Dataset rows
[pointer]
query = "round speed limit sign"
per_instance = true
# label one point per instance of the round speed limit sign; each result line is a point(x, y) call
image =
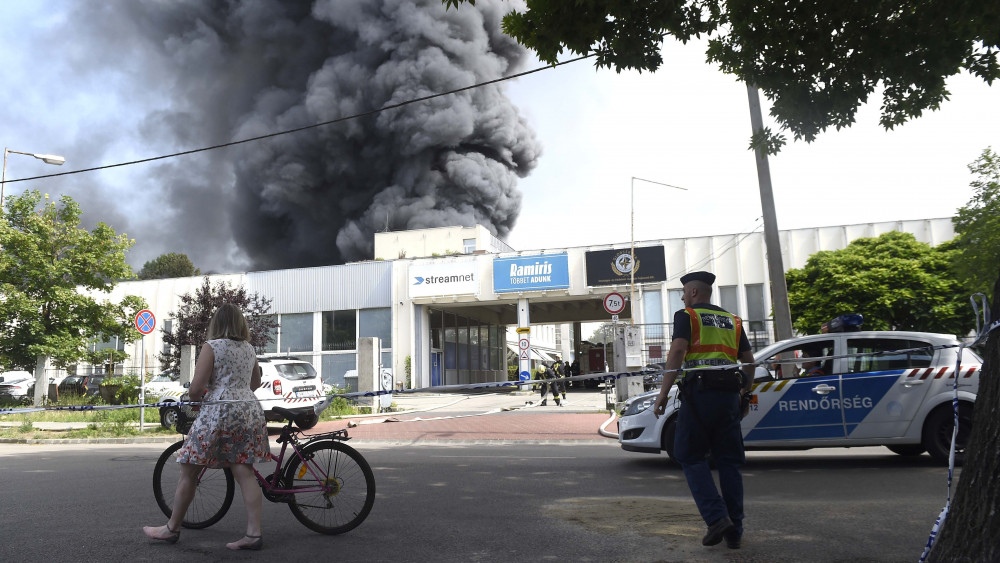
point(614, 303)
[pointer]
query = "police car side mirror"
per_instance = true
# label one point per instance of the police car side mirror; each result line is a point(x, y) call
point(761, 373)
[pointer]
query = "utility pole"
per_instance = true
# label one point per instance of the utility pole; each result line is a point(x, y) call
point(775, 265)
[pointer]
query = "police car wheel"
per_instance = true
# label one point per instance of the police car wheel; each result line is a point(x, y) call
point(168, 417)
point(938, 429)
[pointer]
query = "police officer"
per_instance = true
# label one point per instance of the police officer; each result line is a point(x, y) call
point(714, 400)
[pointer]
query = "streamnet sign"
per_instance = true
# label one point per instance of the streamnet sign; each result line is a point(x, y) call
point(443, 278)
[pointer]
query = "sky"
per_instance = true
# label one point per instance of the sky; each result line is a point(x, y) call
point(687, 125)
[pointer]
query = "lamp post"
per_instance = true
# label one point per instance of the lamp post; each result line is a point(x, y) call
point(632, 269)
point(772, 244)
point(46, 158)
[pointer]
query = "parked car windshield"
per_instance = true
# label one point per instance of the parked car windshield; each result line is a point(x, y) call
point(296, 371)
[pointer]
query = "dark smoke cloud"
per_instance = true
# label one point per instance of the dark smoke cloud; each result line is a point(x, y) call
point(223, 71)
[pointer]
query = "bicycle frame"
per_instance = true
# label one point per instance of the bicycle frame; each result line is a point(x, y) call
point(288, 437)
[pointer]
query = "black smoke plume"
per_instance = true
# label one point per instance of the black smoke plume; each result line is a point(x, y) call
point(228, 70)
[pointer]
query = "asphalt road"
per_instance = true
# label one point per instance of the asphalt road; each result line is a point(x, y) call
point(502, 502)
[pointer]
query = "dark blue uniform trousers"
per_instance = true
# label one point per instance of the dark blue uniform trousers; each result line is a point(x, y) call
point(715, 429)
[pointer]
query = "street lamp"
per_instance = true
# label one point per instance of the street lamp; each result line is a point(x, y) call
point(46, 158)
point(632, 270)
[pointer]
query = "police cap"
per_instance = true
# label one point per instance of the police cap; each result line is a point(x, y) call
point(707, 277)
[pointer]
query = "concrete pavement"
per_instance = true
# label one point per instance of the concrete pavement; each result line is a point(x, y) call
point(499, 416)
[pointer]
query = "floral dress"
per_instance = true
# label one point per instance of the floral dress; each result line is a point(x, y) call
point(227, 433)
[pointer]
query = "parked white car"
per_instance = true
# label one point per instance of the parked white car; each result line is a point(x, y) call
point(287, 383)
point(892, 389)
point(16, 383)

* _Task_:
Reproduce every line from the start of the data through the line containing "point(775, 265)", requests included, and shift each x and y coordinate in the answer points by -63. Omit the pictures from the output.

* _The response_:
[pointer]
query = "round speed limit sign"
per_instance = true
# label one point per instance of the round speed limit sign; each result line is a point(x, y) call
image =
point(551, 240)
[pointer]
query = "police car side mirror"
per_instance = true
# label one point per instance of the police car side mirror; each result line is a point(x, y) call
point(698, 310)
[pointer]
query = "utility pole"
per_instance = true
# label one point per instance of the utility pole; each result line is a point(x, y) call
point(712, 202)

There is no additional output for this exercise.